### TASK STATEMENT
Write the entries below out again exactly; any picture in them stays out.

### Items listed in a dataset

════════

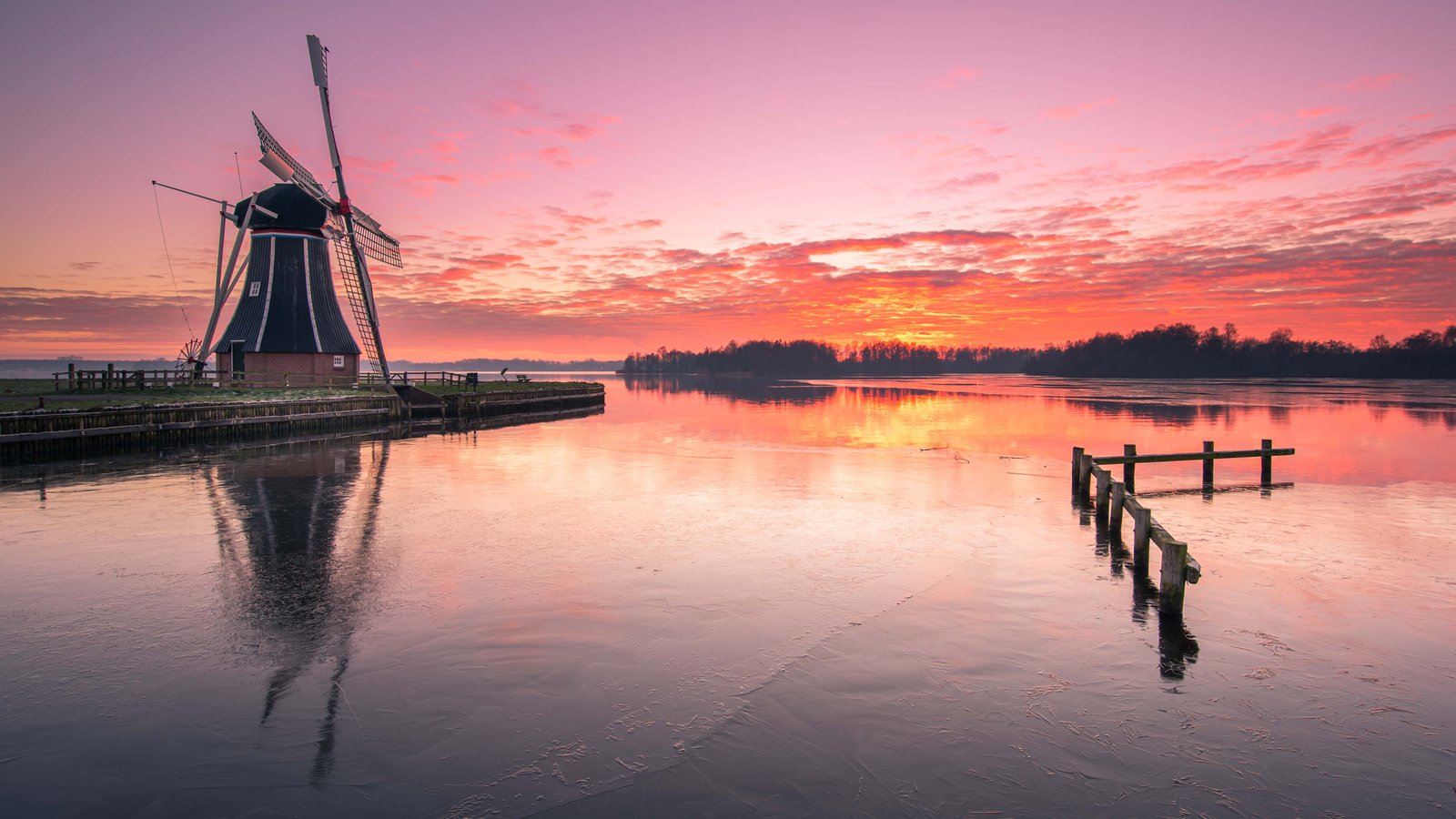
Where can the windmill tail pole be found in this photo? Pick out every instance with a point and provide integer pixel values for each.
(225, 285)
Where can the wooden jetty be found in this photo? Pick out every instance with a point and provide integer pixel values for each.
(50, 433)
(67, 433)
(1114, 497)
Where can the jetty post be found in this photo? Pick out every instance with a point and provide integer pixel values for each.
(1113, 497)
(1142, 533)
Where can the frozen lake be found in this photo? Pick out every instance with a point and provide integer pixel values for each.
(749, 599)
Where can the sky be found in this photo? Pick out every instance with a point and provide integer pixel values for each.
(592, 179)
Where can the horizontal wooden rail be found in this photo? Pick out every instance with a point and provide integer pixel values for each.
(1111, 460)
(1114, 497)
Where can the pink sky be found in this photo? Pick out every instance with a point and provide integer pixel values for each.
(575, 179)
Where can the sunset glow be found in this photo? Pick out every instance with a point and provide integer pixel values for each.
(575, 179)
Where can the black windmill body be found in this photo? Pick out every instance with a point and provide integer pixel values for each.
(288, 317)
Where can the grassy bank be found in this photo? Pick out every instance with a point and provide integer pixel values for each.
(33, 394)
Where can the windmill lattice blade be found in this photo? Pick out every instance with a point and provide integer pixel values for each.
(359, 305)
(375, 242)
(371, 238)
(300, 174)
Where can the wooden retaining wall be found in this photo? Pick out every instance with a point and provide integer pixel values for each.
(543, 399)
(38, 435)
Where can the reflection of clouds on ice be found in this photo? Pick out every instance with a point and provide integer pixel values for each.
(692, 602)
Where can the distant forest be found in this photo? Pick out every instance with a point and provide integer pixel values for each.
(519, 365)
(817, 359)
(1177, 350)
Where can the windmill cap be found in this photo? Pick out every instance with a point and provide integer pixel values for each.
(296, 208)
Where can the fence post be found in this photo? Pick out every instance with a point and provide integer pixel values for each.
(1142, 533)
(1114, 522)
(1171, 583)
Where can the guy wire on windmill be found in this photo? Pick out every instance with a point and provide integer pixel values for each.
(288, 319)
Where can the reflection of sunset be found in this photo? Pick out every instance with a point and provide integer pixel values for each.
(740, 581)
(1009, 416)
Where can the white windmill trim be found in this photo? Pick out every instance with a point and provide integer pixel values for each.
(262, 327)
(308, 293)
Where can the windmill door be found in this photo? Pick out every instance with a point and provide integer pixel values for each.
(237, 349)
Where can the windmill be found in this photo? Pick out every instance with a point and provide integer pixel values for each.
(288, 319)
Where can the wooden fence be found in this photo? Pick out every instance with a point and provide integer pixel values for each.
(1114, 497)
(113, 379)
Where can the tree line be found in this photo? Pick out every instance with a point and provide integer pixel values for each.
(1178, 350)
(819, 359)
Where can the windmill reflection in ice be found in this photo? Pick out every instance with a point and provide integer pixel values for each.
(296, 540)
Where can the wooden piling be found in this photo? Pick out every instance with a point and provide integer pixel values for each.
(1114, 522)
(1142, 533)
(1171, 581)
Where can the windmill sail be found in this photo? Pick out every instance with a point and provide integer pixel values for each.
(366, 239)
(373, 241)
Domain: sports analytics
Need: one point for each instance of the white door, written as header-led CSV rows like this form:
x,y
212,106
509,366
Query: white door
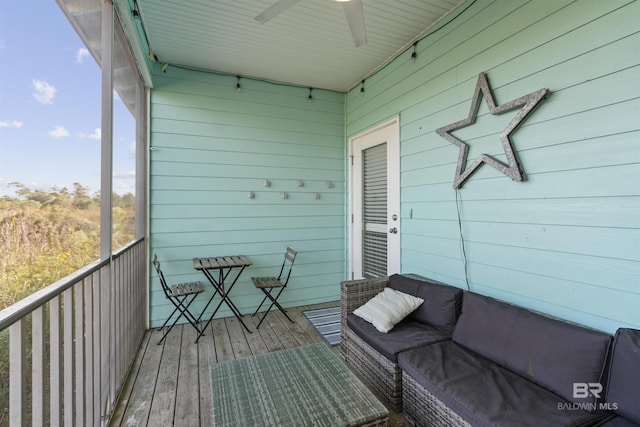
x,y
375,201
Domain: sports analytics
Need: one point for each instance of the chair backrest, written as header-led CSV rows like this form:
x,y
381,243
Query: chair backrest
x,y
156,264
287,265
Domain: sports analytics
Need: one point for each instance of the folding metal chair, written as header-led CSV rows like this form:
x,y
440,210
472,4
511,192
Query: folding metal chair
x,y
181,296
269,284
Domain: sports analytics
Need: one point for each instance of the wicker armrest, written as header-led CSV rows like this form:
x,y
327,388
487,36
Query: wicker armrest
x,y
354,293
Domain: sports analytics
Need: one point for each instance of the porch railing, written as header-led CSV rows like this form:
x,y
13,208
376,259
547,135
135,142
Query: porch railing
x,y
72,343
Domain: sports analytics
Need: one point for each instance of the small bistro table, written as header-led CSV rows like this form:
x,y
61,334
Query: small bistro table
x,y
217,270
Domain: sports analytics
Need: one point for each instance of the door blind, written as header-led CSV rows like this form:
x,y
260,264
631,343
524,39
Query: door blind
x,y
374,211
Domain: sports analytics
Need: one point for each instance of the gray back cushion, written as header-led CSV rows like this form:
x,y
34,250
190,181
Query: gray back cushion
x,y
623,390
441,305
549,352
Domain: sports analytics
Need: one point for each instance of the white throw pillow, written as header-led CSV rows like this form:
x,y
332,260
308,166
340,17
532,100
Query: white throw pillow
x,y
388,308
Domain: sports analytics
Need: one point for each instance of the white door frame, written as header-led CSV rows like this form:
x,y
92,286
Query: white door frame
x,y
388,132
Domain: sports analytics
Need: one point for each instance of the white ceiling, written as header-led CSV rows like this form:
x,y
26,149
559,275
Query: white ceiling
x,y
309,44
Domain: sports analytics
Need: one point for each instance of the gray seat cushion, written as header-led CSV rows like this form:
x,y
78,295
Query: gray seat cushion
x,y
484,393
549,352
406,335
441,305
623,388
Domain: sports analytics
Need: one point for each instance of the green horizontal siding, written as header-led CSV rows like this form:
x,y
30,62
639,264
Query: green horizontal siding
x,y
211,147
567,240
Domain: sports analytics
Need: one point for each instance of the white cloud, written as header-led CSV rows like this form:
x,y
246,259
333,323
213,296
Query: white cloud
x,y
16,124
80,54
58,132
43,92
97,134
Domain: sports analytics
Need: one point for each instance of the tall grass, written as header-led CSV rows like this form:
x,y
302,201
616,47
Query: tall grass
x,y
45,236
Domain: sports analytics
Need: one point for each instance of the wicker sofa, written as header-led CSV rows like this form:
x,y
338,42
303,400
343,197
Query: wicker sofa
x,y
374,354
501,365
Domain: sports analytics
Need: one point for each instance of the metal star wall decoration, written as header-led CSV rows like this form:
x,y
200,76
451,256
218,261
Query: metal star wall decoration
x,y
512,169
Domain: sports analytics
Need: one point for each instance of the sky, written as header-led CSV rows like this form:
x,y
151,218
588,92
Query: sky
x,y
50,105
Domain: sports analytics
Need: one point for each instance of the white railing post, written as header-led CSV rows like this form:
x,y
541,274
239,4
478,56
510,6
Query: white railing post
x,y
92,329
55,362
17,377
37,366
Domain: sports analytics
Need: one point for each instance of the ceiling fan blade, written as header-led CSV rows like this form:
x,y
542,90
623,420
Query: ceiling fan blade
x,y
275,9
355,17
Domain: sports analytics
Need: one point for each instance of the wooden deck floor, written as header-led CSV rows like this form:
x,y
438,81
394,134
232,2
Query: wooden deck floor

════════

### SOLUTION
Where can the windmill tail pole be found in this photo? Pick out every instance with a point and provide integer pixel values for each.
(225, 285)
Where can the wooden jetty be found in this photo? Pick out every instance with a point and provide integer pixel values for each.
(50, 433)
(67, 433)
(1114, 497)
Where can the jetty post be found in this photo? Pick out every instance with a point and provide integer pixel values for each.
(1113, 497)
(1142, 533)
Where can the frozen lake be found in this photo? Pick out every instance with a point and provide integer pixel values for each.
(749, 599)
Where can the sky be found in this photo? Pick out every instance with a point and provide integer pixel values for each.
(592, 179)
Where can the horizontal wooden rail be found in this photo? Pick out every instance with a point and provide integer pixel values for each.
(1111, 460)
(1114, 497)
Where can the pink sky be found in this photo? Pick out every instance with a point and provide integer pixel values for each.
(575, 179)
Where can the sunset glow be found in this photo? Pick out every instance with a point and provide integer pixel values for each.
(575, 179)
Where can the black windmill body be found in this photo? Pick out every instance with a point and provide integer pixel values for each.
(288, 317)
Where can the grassy bank be found in this photo? Pick out every instance with a point and provide integer pixel values for each.
(33, 394)
Where can the windmill lattice blade be found in this photo? Pick out every instance with a point and provide integer pixel values for each.
(359, 305)
(375, 242)
(371, 238)
(300, 174)
Where can the wooden retaining wall be found in this photo? Pick out every instance with a point and provide integer pixel values for each.
(543, 399)
(38, 435)
Where can the reflection of clouds on ice be found in this photo? Pick out every instance with a point and provide integer pixel values for each.
(692, 602)
Where can the distant forest be found in this photo? Pick out every instance with a point and provide integer pixel values for each.
(519, 365)
(817, 359)
(1177, 350)
Where can the windmill cap be found in this photo? Pick out every instance with a point and provide integer pixel values for each.
(296, 208)
Where can the fence post be found in this photo? Pick out every instance with a point and provide integer pixel values for each.
(1142, 533)
(1114, 522)
(1171, 583)
Where can the guy wire on windmill be found in this photo? Pick out every instance with a point and provide integer pixel values for each.
(288, 319)
Where can the reflection of sunset be found in this photo? Pick out every instance with a point and provide integer pixel values for each.
(740, 581)
(1009, 416)
Where can the white windmill trim be found in this photo? Pick out every instance with a point and provide integer pixel values for each.
(262, 327)
(308, 293)
Where can the windmill door be found in this photo? Pick out every instance with a point and provide integer pixel values for each.
(237, 349)
Where can the windmill be found in this photo? Pick out every instance with a point and provide integer pixel values for each.
(288, 319)
Where can the wooden fence be found in this photo? Pick out every instance with a point and provide integer pixel values for each.
(1114, 497)
(113, 379)
Where can the tree line be found in this photo? Pick out every instance with a point and provide integer pixel values for each.
(1178, 350)
(819, 359)
Where can the windmill reflection in ice be found in this photo? Pick out every instance with a point and provide integer pixel values for each.
(296, 540)
Where can the wooden piling be found in this photo? Pick out every instance with a point and provide integer pixel values for each.
(1114, 522)
(1142, 533)
(1171, 581)
Where can the windmill sail be found in this photo? Pick out every instance with a point and provide integer pixel values for each.
(366, 239)
(373, 241)
Domain: sports analytics
Need: one point for each instance of the white door, written as header-led CSV rows like this form:
x,y
212,106
509,366
Query: white door
x,y
375,201
Domain: sports analytics
Need: one point for each instance of the chair backrest, written as header-led CSV rows like this form:
x,y
381,243
Query: chair backrest
x,y
156,264
287,265
Domain: sports analytics
Need: one point for each instance of the folding metal chair, written as header-led CSV rows like this form:
x,y
440,210
472,4
511,192
Query: folding metal chair
x,y
181,296
269,284
Domain: sports analytics
Need: one point for each instance of the wicker armrest, written as header-led CSV rows like this form:
x,y
327,388
487,36
Query: wicker armrest
x,y
354,293
Domain: sports analytics
Need: one point for each instance of the porch railing, written as header-led CSV rows like this form:
x,y
13,208
376,259
547,135
135,142
Query: porch railing
x,y
72,343
Domain: sports analytics
Need: one point for each instance of the small bistro table, written as header-led CSV rows like this form:
x,y
61,334
Query: small bistro table
x,y
217,270
Domain: sports analytics
Need: one point for each instance of the door blind, written as header-led CSV rows like this form:
x,y
260,264
631,343
524,39
Query: door blind
x,y
374,211
Domain: sports analytics
Need: one point for each instance of the gray back cushion, written as header-led CSV rows like this form:
x,y
34,250
190,181
Query: gray back cushion
x,y
623,390
441,305
549,352
Domain: sports analytics
Need: one point for each instance of the white throw pillow, written as header-led CSV rows like this form:
x,y
332,260
308,166
340,17
532,100
Query: white throw pillow
x,y
388,308
Domain: sports analytics
Need: one point for each instance of the white door frame, written as header-led CSV rows like this form:
x,y
92,286
Query: white door frame
x,y
388,132
Domain: sports analytics
Need: one point for each instance of the white ceiling, written as header-led CSV rows like this form:
x,y
26,149
559,275
Query: white ceiling
x,y
309,44
Domain: sports analytics
Need: one point for each instance of the gray seat cushion, written as header-led CSV rows like this form:
x,y
78,295
Query: gray seat cushion
x,y
484,393
549,352
406,335
441,305
623,388
Domain: sports analytics
Need: one point for each instance of the green horizontal siding, written as header-led CSV rows like this form:
x,y
30,62
639,264
Query: green horizontal siding
x,y
211,147
567,240
Domain: sports analytics
Need: one point for each instance of the white cloud, written as header-led CSV rows like this form:
x,y
246,259
333,323
213,296
Query: white cloud
x,y
16,124
80,54
58,132
43,92
97,134
Domain: sports analytics
Need: one point for each instance of the tall grass, written as header-led CSV rows like this form:
x,y
302,201
616,47
Query: tall grass
x,y
45,236
Domain: sports analytics
Need: one point for each instance of the wicker sofa, written as header-led CSV rows like this form:
x,y
338,42
303,400
343,197
Query: wicker sofa
x,y
374,354
501,365
Domain: sports analytics
Need: one point for each instance of the metal star wall decoration, written as header-led CSV rows like this form:
x,y
200,76
451,256
218,261
Query: metal star wall decoration
x,y
512,169
Domain: sports analytics
Need: one point for each instance of the sky, written as header-led CSV rows like this form:
x,y
151,218
588,92
Query: sky
x,y
50,105
Domain: sports analytics
Need: one point for each instance of the white railing post, written as header-led CSV rows like this form:
x,y
541,274
239,4
478,56
510,6
Query: white railing post
x,y
92,329
55,362
17,377
37,366
Domain: sports analytics
Need: one point for each instance of the ceiling fan blade, written as header-led CSV rows like this form:
x,y
542,90
623,420
Query: ceiling fan blade
x,y
275,9
355,17
Domain: sports analytics
Need: one point for each instance of the wooden deck floor, written as header-led CSV rows like this form:
x,y
438,81
394,134
232,2
Query: wooden deck floor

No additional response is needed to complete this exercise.